**Work instructions:** Give the data again in its entirety, exactly as provided.
_ _ _ _ _
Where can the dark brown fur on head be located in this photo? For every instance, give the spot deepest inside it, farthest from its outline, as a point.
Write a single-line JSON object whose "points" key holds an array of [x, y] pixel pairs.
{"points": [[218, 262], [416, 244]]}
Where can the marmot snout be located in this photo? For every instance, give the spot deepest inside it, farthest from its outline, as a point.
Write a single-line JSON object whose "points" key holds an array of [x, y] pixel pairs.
_ _ _ _ _
**Problem solution:**
Where can the dark brown fur on head be located in this photo? For every instance, give the spot deepest inside it, farthest from its outline, as a point.
Write a single-line JSON object whose "points" key holds an array of [x, y] pixel pairs.
{"points": [[218, 262], [416, 244]]}
Where can the marmot snout be located in this photo? For every instance, give the spot deepest inside it, farthest from its outline, as a point.
Write a single-line JSON object whose "points" key holds an array of [x, y] pixel pairs.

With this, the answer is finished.